* Problem requirements: Consider the entries below. Count the lines holding the string "shadow" and state the number only.

Image point grounding data:
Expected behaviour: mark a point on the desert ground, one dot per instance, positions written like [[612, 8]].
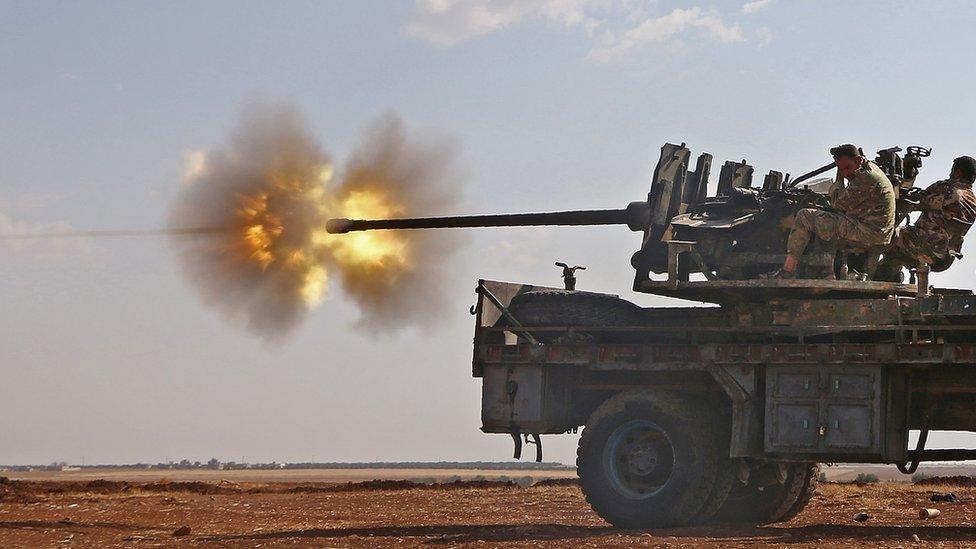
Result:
[[239, 511]]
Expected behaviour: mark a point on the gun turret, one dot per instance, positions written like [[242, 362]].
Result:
[[636, 216]]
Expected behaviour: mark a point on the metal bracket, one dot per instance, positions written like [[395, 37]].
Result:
[[505, 312]]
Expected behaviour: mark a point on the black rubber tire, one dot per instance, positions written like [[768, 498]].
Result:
[[724, 481], [566, 308], [693, 473], [775, 503], [808, 479]]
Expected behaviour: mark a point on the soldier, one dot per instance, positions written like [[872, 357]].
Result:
[[948, 210], [863, 216]]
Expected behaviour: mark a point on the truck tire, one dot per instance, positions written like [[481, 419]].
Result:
[[778, 502], [570, 308], [717, 497], [648, 459]]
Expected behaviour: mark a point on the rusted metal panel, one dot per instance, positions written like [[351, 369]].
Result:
[[825, 410], [732, 291], [680, 356]]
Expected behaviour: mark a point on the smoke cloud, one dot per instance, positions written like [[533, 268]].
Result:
[[268, 192]]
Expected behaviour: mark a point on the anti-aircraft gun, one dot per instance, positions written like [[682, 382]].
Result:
[[694, 414]]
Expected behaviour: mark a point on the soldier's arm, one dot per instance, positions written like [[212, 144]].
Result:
[[845, 198], [932, 198], [836, 187]]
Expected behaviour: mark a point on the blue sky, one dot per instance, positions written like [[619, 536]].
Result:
[[107, 351]]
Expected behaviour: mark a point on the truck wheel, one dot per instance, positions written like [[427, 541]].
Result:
[[647, 459], [775, 502], [717, 497]]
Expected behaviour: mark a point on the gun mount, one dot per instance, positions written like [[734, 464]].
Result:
[[729, 239], [783, 375]]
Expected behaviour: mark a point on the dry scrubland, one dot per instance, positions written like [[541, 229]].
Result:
[[232, 513]]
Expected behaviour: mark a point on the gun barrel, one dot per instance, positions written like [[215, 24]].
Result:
[[633, 216]]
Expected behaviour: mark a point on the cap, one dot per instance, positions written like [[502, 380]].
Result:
[[846, 150]]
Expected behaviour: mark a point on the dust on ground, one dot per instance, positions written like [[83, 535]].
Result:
[[404, 514]]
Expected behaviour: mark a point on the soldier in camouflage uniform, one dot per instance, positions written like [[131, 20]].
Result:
[[863, 212], [948, 210]]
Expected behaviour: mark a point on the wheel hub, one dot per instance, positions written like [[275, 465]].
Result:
[[639, 459]]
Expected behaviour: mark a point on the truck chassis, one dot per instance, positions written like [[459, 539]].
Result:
[[682, 402]]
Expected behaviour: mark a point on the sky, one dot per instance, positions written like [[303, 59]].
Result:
[[108, 354]]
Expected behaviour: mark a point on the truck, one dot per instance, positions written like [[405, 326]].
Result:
[[722, 410]]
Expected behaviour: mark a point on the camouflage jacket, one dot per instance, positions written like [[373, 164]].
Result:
[[868, 199], [944, 201]]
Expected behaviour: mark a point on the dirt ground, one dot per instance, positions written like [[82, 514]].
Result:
[[105, 513]]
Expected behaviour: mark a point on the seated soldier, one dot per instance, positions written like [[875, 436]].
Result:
[[863, 212], [948, 210]]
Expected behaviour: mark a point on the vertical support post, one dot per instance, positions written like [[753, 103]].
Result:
[[923, 280]]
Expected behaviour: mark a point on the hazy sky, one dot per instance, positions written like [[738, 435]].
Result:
[[106, 350]]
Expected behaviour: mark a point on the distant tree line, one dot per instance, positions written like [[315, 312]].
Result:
[[214, 463]]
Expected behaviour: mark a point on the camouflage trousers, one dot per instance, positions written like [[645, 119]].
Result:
[[835, 228], [917, 246]]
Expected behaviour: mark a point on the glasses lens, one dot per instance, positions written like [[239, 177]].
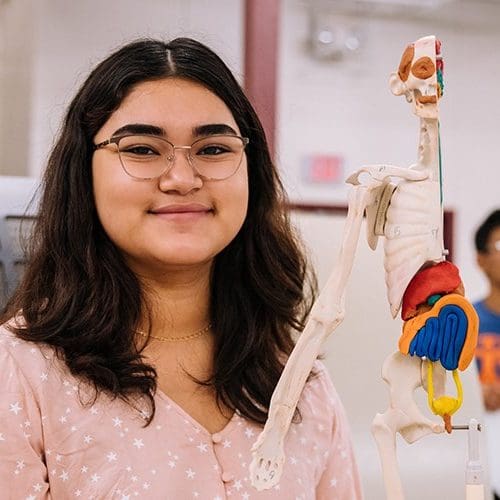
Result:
[[144, 157], [217, 157]]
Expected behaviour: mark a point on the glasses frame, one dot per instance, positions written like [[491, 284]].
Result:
[[116, 139]]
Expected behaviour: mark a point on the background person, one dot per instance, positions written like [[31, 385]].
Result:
[[487, 242]]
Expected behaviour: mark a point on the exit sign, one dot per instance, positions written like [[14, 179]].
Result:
[[323, 169]]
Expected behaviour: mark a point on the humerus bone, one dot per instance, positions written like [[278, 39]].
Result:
[[326, 314]]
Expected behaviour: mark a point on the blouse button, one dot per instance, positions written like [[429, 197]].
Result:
[[227, 476]]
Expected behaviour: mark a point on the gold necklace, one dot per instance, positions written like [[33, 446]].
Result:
[[191, 336]]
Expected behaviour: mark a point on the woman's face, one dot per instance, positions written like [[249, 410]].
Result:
[[178, 219]]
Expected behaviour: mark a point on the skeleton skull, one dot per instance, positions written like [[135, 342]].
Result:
[[419, 76]]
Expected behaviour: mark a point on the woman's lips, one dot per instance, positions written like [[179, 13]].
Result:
[[182, 212]]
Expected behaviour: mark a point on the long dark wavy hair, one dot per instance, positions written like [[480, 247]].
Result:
[[79, 296]]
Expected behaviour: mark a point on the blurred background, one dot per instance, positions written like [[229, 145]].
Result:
[[317, 71]]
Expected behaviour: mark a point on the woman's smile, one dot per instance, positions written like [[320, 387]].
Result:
[[181, 212]]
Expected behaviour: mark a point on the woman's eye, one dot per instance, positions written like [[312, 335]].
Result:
[[213, 149], [140, 150]]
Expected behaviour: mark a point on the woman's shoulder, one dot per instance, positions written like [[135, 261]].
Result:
[[21, 359], [319, 393]]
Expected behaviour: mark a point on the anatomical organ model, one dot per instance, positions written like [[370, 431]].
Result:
[[404, 205]]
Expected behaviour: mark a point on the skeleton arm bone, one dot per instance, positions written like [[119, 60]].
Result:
[[326, 314]]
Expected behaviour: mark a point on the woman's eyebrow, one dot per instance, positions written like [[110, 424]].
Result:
[[198, 131], [213, 129], [139, 128]]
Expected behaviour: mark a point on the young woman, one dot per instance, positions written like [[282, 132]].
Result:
[[140, 352]]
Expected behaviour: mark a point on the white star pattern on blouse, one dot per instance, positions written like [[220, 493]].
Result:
[[249, 433], [15, 407]]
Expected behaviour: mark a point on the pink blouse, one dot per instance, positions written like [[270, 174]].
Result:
[[56, 444]]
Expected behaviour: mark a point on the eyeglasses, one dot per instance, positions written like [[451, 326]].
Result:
[[146, 157]]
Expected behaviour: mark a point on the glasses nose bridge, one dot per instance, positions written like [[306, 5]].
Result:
[[186, 149]]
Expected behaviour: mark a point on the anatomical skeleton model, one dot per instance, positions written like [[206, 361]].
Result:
[[404, 205]]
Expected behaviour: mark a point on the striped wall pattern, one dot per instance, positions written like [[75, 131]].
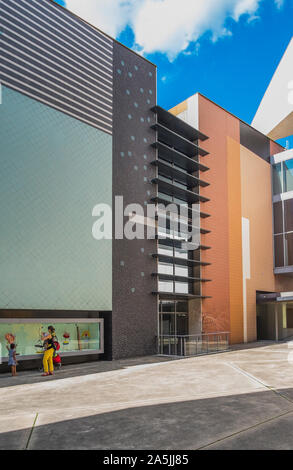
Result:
[[52, 56]]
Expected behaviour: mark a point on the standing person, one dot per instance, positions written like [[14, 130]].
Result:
[[12, 358], [48, 339]]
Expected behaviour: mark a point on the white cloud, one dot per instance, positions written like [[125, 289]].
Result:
[[166, 26]]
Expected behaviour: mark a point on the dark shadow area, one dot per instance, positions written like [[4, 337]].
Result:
[[259, 420], [77, 370]]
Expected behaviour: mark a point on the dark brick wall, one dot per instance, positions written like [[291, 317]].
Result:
[[134, 317]]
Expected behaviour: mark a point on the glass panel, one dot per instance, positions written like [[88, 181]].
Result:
[[181, 288], [168, 324], [165, 250], [288, 209], [278, 217], [164, 268], [182, 324], [181, 271], [196, 271], [167, 306], [182, 306], [197, 288], [71, 336], [279, 251], [289, 249], [277, 179], [180, 253], [288, 175]]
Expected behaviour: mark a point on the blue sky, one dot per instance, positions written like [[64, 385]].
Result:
[[230, 58]]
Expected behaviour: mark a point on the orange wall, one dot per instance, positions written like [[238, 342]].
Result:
[[256, 194], [240, 187], [217, 124], [235, 240]]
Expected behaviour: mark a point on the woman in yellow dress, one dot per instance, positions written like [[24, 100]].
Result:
[[48, 339]]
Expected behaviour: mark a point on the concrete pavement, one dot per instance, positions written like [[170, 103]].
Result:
[[242, 399]]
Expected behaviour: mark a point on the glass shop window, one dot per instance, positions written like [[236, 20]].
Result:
[[73, 337]]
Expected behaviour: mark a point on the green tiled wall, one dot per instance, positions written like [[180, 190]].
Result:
[[53, 170]]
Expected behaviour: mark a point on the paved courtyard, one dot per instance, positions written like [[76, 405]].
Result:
[[242, 399]]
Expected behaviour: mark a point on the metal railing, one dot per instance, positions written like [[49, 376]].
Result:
[[193, 345]]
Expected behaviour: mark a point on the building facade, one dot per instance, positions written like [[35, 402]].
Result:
[[250, 180]]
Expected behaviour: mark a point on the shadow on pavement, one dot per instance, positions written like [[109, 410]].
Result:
[[258, 420], [78, 370]]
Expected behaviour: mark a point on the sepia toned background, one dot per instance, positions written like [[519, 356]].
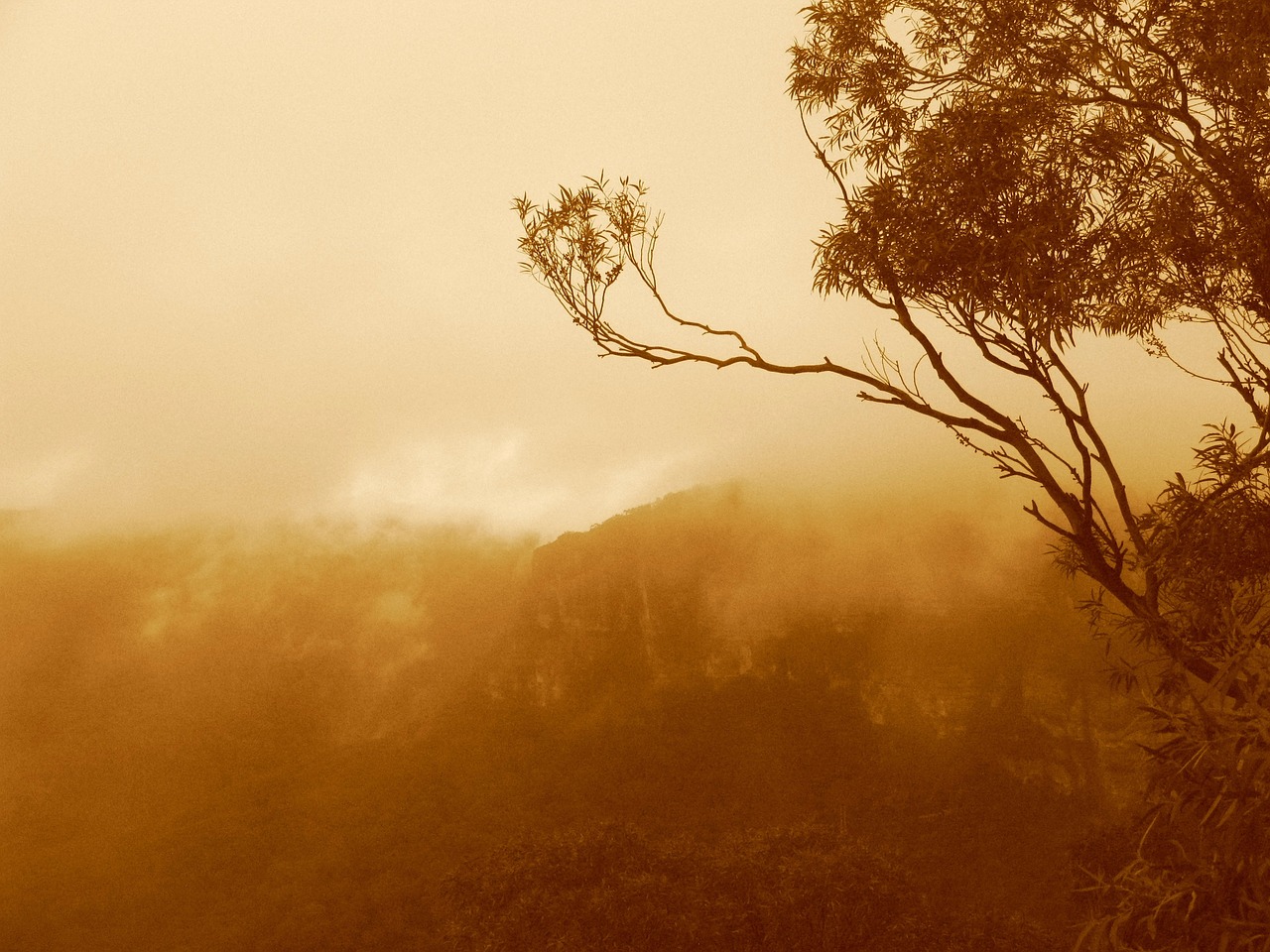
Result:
[[258, 259]]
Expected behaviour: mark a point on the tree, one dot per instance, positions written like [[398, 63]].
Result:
[[1017, 176]]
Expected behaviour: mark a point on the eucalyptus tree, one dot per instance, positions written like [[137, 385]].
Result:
[[1017, 177]]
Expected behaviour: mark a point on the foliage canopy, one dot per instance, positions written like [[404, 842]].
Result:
[[1014, 176]]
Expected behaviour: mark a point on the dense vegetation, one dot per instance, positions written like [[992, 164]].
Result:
[[330, 739]]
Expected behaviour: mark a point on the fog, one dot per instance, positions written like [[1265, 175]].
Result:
[[258, 261], [298, 737], [333, 592]]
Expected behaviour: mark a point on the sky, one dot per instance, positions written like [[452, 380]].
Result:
[[258, 259]]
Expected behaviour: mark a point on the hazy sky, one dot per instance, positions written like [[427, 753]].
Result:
[[258, 258]]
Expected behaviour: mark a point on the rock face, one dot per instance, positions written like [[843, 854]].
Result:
[[627, 603], [920, 626]]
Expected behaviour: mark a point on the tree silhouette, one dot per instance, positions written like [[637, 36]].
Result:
[[1015, 177]]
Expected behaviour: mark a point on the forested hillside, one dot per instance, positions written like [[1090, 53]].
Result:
[[721, 710]]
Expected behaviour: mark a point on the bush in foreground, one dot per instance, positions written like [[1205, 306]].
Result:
[[612, 888]]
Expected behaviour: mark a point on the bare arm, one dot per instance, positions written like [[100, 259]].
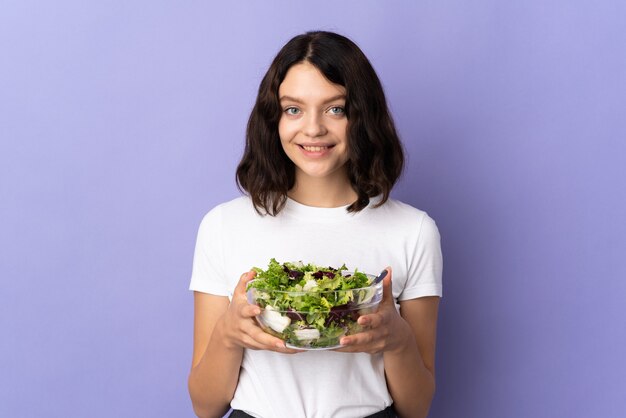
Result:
[[221, 331], [407, 341], [410, 370]]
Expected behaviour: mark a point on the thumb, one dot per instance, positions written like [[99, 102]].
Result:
[[387, 289], [243, 281]]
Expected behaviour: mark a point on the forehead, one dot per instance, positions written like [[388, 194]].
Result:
[[305, 82]]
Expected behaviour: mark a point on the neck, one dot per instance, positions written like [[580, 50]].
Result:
[[323, 192]]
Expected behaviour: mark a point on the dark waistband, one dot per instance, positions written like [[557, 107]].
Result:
[[385, 413]]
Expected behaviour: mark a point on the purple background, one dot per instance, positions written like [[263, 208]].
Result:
[[121, 124]]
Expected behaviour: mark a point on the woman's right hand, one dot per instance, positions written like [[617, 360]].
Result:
[[240, 327]]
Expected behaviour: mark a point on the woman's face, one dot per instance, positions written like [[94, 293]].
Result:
[[313, 125]]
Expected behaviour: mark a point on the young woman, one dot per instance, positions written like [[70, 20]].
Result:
[[321, 157]]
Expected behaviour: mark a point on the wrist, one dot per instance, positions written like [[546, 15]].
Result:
[[223, 337]]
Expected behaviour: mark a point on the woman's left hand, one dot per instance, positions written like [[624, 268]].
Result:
[[384, 330]]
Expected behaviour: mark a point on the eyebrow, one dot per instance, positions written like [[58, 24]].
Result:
[[330, 99]]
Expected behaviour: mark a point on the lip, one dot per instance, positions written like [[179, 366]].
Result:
[[322, 150]]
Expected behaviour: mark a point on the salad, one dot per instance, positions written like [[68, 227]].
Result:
[[310, 306]]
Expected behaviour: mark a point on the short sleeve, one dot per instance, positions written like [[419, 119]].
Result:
[[426, 263], [208, 273]]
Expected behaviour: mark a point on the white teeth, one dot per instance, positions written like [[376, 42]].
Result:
[[314, 149]]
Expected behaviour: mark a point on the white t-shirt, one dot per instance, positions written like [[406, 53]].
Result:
[[233, 238]]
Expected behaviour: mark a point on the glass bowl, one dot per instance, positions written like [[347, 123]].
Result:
[[314, 320]]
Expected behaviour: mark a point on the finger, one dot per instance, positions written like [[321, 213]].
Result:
[[357, 342], [249, 311], [371, 320], [387, 288], [269, 342], [243, 281]]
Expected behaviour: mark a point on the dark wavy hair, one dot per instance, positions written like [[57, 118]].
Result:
[[375, 155]]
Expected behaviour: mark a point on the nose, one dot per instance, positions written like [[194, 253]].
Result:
[[313, 125]]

* Written solution: 2